Description of the task:
Copy out each line of the data below in which "player" appears.

- - - - - - -

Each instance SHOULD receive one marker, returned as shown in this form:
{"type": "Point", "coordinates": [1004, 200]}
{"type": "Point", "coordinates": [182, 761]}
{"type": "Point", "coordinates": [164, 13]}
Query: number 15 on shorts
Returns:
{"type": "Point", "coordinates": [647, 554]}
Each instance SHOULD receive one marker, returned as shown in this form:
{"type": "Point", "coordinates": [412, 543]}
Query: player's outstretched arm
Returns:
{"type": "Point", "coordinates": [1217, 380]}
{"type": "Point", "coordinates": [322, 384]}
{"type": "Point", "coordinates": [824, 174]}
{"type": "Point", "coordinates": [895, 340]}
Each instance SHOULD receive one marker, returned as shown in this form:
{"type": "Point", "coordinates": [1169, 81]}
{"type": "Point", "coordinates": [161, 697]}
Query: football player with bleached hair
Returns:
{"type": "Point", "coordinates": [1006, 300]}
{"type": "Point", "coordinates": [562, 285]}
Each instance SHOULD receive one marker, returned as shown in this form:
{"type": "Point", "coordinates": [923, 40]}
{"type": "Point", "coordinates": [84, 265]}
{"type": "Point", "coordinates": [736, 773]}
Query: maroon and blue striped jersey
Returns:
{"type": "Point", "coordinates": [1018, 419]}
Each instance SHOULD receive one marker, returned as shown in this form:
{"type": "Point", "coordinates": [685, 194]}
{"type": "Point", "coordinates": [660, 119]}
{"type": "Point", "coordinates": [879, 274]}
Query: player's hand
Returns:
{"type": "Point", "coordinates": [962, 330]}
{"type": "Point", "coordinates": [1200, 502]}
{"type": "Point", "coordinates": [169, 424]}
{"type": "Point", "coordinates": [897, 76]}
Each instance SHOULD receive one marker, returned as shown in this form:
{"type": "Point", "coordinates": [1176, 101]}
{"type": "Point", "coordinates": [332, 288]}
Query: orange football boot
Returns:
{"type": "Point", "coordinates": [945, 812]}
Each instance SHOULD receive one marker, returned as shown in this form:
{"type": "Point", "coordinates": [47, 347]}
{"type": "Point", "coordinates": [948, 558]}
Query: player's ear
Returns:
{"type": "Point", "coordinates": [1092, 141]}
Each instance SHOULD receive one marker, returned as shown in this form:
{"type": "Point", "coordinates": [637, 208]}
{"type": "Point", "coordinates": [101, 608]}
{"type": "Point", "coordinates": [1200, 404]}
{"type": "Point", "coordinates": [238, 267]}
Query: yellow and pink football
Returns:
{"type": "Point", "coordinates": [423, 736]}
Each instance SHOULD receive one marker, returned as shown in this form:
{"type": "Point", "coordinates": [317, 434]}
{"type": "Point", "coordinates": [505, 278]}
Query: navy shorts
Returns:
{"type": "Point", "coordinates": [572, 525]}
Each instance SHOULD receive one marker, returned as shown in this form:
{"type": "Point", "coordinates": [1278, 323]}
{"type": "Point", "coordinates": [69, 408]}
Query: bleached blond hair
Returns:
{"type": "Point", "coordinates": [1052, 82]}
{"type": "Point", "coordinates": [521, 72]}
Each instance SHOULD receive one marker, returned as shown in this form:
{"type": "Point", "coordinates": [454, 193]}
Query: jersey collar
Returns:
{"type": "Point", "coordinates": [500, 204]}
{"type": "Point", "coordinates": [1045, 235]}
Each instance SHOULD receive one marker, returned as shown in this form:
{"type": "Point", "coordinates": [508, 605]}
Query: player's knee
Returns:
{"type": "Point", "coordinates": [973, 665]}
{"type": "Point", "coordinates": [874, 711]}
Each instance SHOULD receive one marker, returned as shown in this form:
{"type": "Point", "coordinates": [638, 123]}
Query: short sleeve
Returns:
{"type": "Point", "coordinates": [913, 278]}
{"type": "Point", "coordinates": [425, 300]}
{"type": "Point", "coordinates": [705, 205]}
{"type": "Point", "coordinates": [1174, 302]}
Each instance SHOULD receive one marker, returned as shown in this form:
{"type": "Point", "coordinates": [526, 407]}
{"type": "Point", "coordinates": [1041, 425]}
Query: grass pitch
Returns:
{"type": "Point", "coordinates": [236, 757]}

- - - - - - -

Response to this exercise:
Query: player's outstretched arm
Query: football player with bleached hair
Query: player's hand
Query: player's ear
Query: player's knee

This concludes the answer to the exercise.